Homeowner at Centrelink and DVA
Avid readers of Commonwealth Pension means testing charts notice that the Asset Test Allowances have different amounts for ‘homeowners’ and ‘non-homeowners’. So who is a homeowner at Centrelink and DVA?
Homeowner Suburban Examples
Mary still owns the family home situated well inside a standard block in suburbia. Mary is a ‘homeowner’ for the purposes of the means testing for an Age Pension or DVA Income Support Supplement for a War Widow. But if Mary is away from her home for two years then she could lose her home owner status.
Sue owns a strata title apartment in a four-storey 20-apartment complex on Beach Road. Sue is a ‘homeowner’ for Centrelink and DVA Pension means testing purposes.
Homeowners in transition
Joe has sold his former home but has not yet bought a new home. How does Centrelink treat the money he received from the sale while he chooses his new home?
For the first 12 months, DVA and Centrelink will not count the house proceeds for the purposes of the Asset Test but the money will be included in Joe’s financial assets for the purposes of the Income Test for DVA and Centrelink Pension means testing. If Joe then buys a block of land to build a new home, the home site would not count as an Asset for the initial 12 months.
Kim sold the family home for a substantial sum and used only part of the money to buy into a retirement village. Is Kim still a ‘homeowner’? Yes, but if the amount Kim paid to the retirement village as an ‘ingoing payment’ is less than $139,500 Kim might be better off as a ‘non-homeowner’ at Centrelink/DVA and count the retirement village unit as an asset.
When home is on the farm
Bob was injured and now receives the Disability Support Pension because he cannot continue to work his farm. Bob is a ‘homeowner’ but does living in the farmhouse mean that the whole farm is treated as his ‘home’ for the Centrelink Pension means testing?

**Dataset extract:**
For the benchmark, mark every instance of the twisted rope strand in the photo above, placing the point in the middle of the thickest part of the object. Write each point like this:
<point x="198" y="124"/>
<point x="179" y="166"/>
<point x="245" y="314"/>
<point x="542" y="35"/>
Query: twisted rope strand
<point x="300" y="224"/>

**Short problem 1:** According to the Centrelink homeowner page, for how long after a home is sold do DVA and Centrelink leave the sale proceeds out of the Asset Test?
**Short problem 2:** Please extract the passage of the Centrelink homeowner page from "Kim sold the" up to and including "as an asset.".
Answer from the Centrelink homeowner page alone, not the rows.

**Final answer 1:** For the first 12 months.

**Final answer 2:**
Kim sold the family home for a substantial sum and used only part of the money to buy into a retirement village. Is Kim still a ‘homeowner’? Yes, but if the amount Kim paid to the retirement village as an ‘ingoing payment’ is less than $139,500 Kim might be better off as a ‘non-homeowner’ at Centrelink/DVA and count the retirement village unit as an asset.